Supplied records>
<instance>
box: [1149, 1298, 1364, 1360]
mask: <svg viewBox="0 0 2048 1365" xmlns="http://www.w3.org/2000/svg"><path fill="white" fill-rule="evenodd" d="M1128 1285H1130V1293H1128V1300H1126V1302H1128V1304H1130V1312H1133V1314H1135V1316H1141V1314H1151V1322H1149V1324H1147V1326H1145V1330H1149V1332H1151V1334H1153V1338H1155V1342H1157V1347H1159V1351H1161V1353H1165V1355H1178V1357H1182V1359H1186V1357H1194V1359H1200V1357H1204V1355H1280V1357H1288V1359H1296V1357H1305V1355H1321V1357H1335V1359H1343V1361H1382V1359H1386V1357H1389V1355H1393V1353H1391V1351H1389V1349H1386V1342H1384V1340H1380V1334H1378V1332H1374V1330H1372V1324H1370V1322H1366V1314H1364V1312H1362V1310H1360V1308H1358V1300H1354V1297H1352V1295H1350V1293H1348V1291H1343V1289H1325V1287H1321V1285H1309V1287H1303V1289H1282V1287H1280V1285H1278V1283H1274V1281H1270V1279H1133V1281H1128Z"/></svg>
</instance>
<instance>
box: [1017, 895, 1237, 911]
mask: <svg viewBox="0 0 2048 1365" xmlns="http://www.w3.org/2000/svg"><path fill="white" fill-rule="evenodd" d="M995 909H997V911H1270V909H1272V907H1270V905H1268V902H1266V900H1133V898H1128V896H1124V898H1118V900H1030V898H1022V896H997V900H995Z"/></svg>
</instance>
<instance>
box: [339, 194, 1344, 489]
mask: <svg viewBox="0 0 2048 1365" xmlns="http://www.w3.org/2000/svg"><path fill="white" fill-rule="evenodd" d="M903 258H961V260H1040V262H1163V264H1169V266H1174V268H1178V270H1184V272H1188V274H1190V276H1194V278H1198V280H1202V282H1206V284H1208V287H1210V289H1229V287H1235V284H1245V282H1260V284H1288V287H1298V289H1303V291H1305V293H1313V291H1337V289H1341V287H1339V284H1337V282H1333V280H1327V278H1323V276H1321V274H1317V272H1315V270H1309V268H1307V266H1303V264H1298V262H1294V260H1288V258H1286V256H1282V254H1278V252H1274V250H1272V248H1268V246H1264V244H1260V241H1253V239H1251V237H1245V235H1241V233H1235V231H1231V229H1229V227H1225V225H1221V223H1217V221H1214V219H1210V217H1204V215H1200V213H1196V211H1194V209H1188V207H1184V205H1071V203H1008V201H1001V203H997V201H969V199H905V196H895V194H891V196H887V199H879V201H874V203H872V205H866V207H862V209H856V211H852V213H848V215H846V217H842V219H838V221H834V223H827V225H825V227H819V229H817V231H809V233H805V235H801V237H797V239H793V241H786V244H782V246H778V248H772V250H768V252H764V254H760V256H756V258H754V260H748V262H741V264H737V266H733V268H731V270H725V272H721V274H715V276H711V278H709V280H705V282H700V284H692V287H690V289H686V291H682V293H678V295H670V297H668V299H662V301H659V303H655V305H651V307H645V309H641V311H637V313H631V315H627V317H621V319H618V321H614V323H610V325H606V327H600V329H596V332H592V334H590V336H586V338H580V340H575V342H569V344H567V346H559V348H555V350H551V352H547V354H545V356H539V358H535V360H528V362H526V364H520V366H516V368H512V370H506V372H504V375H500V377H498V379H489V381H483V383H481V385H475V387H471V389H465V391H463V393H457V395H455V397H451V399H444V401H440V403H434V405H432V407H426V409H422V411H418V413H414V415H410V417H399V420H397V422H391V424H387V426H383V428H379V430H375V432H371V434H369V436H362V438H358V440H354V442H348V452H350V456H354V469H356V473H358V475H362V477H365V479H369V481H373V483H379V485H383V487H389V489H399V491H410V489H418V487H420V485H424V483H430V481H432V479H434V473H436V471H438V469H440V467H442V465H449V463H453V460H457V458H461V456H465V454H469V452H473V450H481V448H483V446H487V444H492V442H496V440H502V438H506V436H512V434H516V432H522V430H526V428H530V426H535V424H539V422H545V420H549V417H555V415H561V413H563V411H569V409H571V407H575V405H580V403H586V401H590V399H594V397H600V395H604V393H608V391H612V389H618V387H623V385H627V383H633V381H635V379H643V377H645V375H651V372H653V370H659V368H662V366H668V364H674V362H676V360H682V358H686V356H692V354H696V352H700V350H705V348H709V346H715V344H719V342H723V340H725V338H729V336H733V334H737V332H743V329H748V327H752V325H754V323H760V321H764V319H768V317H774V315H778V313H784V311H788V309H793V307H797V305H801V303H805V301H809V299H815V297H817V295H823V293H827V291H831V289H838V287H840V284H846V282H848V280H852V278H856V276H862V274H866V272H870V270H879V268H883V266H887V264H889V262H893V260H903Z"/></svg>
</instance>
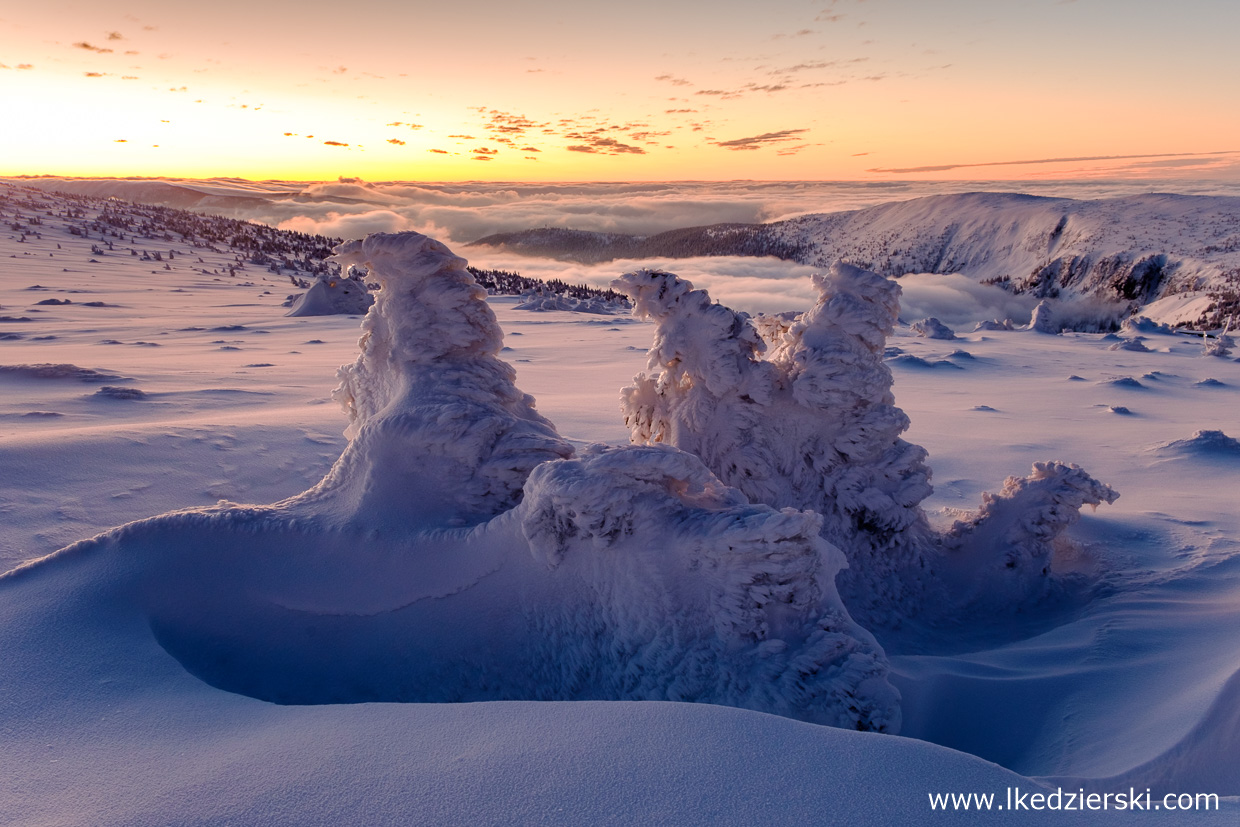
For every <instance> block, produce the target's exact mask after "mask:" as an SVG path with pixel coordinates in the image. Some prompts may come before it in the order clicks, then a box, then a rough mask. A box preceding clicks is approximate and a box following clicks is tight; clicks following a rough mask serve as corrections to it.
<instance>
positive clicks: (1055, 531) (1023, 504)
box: [949, 462, 1120, 603]
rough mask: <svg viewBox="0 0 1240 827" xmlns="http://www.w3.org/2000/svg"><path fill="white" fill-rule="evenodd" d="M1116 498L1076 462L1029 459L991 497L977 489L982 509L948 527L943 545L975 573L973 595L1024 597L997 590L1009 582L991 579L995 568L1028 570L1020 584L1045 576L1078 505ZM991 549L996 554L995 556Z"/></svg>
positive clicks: (999, 596) (979, 596) (988, 596)
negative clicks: (1066, 462)
mask: <svg viewBox="0 0 1240 827" xmlns="http://www.w3.org/2000/svg"><path fill="white" fill-rule="evenodd" d="M1118 496H1120V495H1118V493H1117V492H1116V491H1115V490H1114V489H1111V487H1110V486H1109V485H1104V484H1102V482H1099V481H1097V480H1095V479H1094V477H1091V476H1090V475H1089V474H1086V472H1085V471H1084V470H1081V467H1080V466H1079V465H1074V464H1064V462H1035V464H1034V466H1033V471H1032V472H1030V474H1029V476H1024V477H1018V476H1009V477H1008V479H1007V480H1004V481H1003V490H1002V491H999V492H998V493H997V495H996V493H988V492H987V493H982V507H981V508H978V510H977V512H975V513H973V515H971V516H970V517H968V518H967V520H965V521H959V522H956V523H955V524H954V526H952V527H951V531H950V532H949V544H950V546H954V547H955V552H956V557H957V560H962V562H965V563H967V564H968V565H971V567H972V568H973V569H975V572H980V577H977V579H976V580H975V582H976V583H977V586H978V594H977V598H978V599H985V600H991V601H996V603H1001V601H1003V600H1007V599H1012V598H1017V599H1019V598H1024V596H1025V595H1024V594H1021V593H1017V594H1003V591H1004V590H1006V589H1004V585H1006V584H1008V583H1011V582H1012V580H1011V579H1006V578H1003V577H997V575H998V574H999V570H998V569H999V568H1001V567H1002V569H1008V570H1016V572H1024V573H1029V574H1033V577H1032V578H1030V577H1028V575H1027V577H1024V578H1021V579H1018V580H1017V582H1018V583H1022V584H1023V583H1028V582H1030V580H1033V582H1037V580H1038V577H1039V575H1042V577H1044V575H1047V574H1049V573H1050V569H1052V563H1053V559H1054V555H1055V553H1056V552H1059V553H1060V554H1065V555H1066V554H1070V553H1071V546H1070V541H1069V539H1068V537H1066V536H1065V533H1064V532H1065V531H1066V529H1068V527H1069V526H1071V524H1073V523H1075V522H1076V521H1078V520H1080V510H1081V506H1085V505H1089V506H1095V507H1096V506H1099V505H1101V503H1104V502H1105V503H1111V502H1115V501H1116V500H1117V498H1118ZM994 549H999V552H1001V553H999V554H998V555H996V554H994ZM987 568H990V569H992V570H987Z"/></svg>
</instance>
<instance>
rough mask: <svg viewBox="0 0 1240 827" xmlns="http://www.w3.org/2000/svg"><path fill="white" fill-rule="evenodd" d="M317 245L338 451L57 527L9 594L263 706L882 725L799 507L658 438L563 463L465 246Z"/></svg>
mask: <svg viewBox="0 0 1240 827" xmlns="http://www.w3.org/2000/svg"><path fill="white" fill-rule="evenodd" d="M337 259H339V262H340V264H341V265H342V267H346V268H347V267H348V265H360V267H365V268H367V269H368V270H370V276H368V278H372V279H374V280H377V281H378V283H379V284H381V290H379V291H378V293H377V299H376V304H374V306H373V309H372V310H371V312H370V315H368V316H367V317H366V320H365V322H363V335H362V340H361V353H360V356H358V357H357V361H356V362H355V363H353V365H350V366H346V367H343V368H341V372H340V378H341V384H340V388H339V389H337V392H336V394H335V396H336V398H337V399H339V400H340V402H341V404H342V405H343V407H345V409H346V412H347V414H348V417H350V425H348V430H347V431H346V435H347V436H348V438H350V440H351V441H350V444H348V446H347V448H346V450H345V453H343V454H342V456H341V458H340V460H339V461H337V462H336V465H335V466H334V467H332V470H331V471H330V472H329V474H327V476H326V477H325V479H324V480H322V481H321V482H320V484H319V485H317V486H315V487H314V489H311V490H309V491H306V492H305V493H303V495H300V496H298V497H293V498H290V500H286V501H284V502H280V503H277V505H274V506H234V505H231V503H221V505H219V506H217V507H215V508H205V510H195V511H184V512H177V513H171V515H166V516H162V517H155V518H151V520H146V521H139V522H135V523H130V524H128V526H125V527H122V528H119V529H115V531H113V532H109V533H105V534H102V536H99V537H97V538H94V539H91V541H86V542H83V543H78V544H76V546H72V547H69V548H67V549H63V551H62V552H60V553H57V554H53V555H52V557H50V558H45V559H42V560H40V562H36V563H32V564H30V565H27V567H24V568H20V569H17V570H15V572H14V573H11V574H9V575H6V577H5V578H4V580H2V588H4V590H5V591H6V593H7V595H6V596H7V598H9V599H10V601H17V600H21V598H20V595H22V594H27V593H29V591H30V590H36V591H37V590H38V589H40V588H41V585H40V584H42V585H45V586H48V585H50V586H52V588H53V589H56V588H57V586H67V585H68V584H71V583H72V584H73V586H72V588H73V589H74V590H77V591H78V594H77V595H74V596H73V599H71V600H67V601H66V603H64V605H58V601H52V603H51V604H48V603H43V601H41V600H36V601H35V605H38V611H48V613H51V615H52V616H56V617H64V616H71V617H76V619H77V621H76V622H73V624H71V625H72V626H74V627H76V626H78V624H84V622H87V621H86V616H88V615H81V614H79V613H82V611H84V605H86V604H84V603H83V601H86V603H88V604H93V605H94V606H95V609H97V611H98V610H99V606H100V605H107V606H108V611H107V614H109V615H113V616H117V617H118V620H117V621H115V622H117V624H120V625H123V626H126V627H133V626H134V625H136V626H139V627H141V626H148V627H149V629H150V632H153V634H154V637H155V640H156V641H157V642H159V645H160V646H161V647H162V648H164V650H165V651H166V652H167V653H170V655H172V656H174V657H175V658H176V660H177V661H180V663H181V665H182V666H184V667H185V668H186V670H188V671H190V672H191V673H193V674H195V676H197V677H200V678H202V679H203V681H205V682H207V683H210V684H213V686H216V687H219V688H224V689H228V691H231V692H236V693H239V694H246V696H250V697H255V698H262V699H267V701H274V702H279V703H341V702H363V701H419V702H427V701H495V699H670V701H701V702H713V703H722V704H732V705H742V707H746V708H751V709H758V710H768V712H776V713H779V714H784V715H790V717H795V718H801V719H805V720H811V722H816V723H825V724H832V725H838V727H846V728H849V729H870V730H879V732H894V730H897V729H898V727H899V704H898V693H897V692H895V691H894V689H893V688H892V686H890V684H889V682H888V681H887V662H885V657H884V656H883V652H882V650H880V648H879V646H878V645H877V642H875V641H874V639H873V637H872V636H870V635H869V634H867V632H866V631H863V630H862V629H861V627H858V626H857V625H856V624H854V622H853V621H852V620H851V619H849V616H848V614H847V611H846V610H844V608H843V605H842V603H841V600H839V596H838V594H837V593H836V588H835V575H836V573H837V572H838V570H839V568H841V567H842V565H843V558H842V555H841V553H839V552H838V551H837V549H836V548H833V547H832V546H831V544H828V543H827V542H825V541H823V539H821V538H820V536H818V533H820V526H821V518H820V517H818V516H817V515H816V513H813V512H808V511H799V510H794V508H785V510H780V511H777V510H775V508H771V507H769V506H764V505H750V503H749V502H748V501H746V500H745V498H744V496H743V495H740V493H739V492H738V491H735V490H733V489H729V487H728V486H725V485H724V484H722V482H720V481H719V480H718V479H717V477H715V476H714V475H712V474H711V472H709V471H708V470H707V469H706V467H704V466H703V465H702V462H701V460H698V459H697V458H694V456H692V455H689V454H686V453H683V451H678V450H676V449H672V448H666V446H655V448H622V449H605V448H601V446H599V448H593V449H589V450H585V451H583V454H582V455H580V456H577V458H573V459H569V458H570V455H572V453H573V451H572V448H570V446H569V445H568V443H565V441H564V440H563V439H562V438H559V435H558V434H557V433H556V430H554V428H553V427H552V425H551V423H549V422H547V420H546V419H544V418H542V417H541V415H539V414H538V413H537V412H536V410H534V405H533V399H532V398H531V397H528V396H527V394H523V393H522V392H521V391H520V389H517V388H516V386H515V384H513V372H512V368H511V367H510V366H507V365H506V363H503V362H501V361H500V360H498V358H497V353H498V351H500V347H501V346H502V336H501V331H500V329H498V325H497V324H496V321H495V316H494V314H492V312H491V310H490V307H489V306H487V304H486V303H485V293H484V291H482V290H481V288H479V286H477V285H476V284H475V283H474V280H472V278H471V276H470V274H469V273H467V270H466V269H465V262H464V259H460V258H458V257H455V255H453V254H451V253H450V252H449V250H448V249H446V248H445V247H444V245H443V244H440V243H438V242H435V241H432V239H429V238H425V237H423V236H418V234H415V233H402V234H377V236H370V237H368V238H366V239H365V241H362V242H350V243H346V244H343V245H342V247H341V248H339V249H337ZM86 627H88V626H86ZM108 629H109V626H103V627H95V631H94V632H92V634H89V635H83V640H86V639H89V637H95V636H98V635H103V636H104V637H107V636H108V635H109V634H110V632H109V631H108ZM29 634H33V632H32V631H31V629H30V627H29V626H25V625H22V624H19V625H17V626H15V627H12V629H7V630H6V637H7V641H6V643H5V648H10V650H11V648H21V647H22V646H24V643H22V640H24V637H25V635H29ZM74 640H76V639H74ZM64 645H67V646H69V648H74V647H77V646H79V645H81V646H84V647H86V646H89V645H88V643H86V642H82V643H76V642H73V640H68V641H66V642H64ZM82 656H83V657H86V656H87V655H86V653H84V652H83V653H82ZM115 656H117V657H118V658H120V660H122V661H123V660H125V657H124V656H123V655H115ZM10 677H11V676H10Z"/></svg>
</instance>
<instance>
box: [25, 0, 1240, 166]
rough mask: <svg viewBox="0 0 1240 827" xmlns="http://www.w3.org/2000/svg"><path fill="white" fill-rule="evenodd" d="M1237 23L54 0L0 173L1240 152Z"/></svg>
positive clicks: (646, 4)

Work task> Show each line of the material where the word "positive" occurs.

Solution for this task>
positive clicks: (1055, 531) (1023, 504)
positive clicks: (999, 596) (979, 596) (988, 596)
positive clicks: (646, 4)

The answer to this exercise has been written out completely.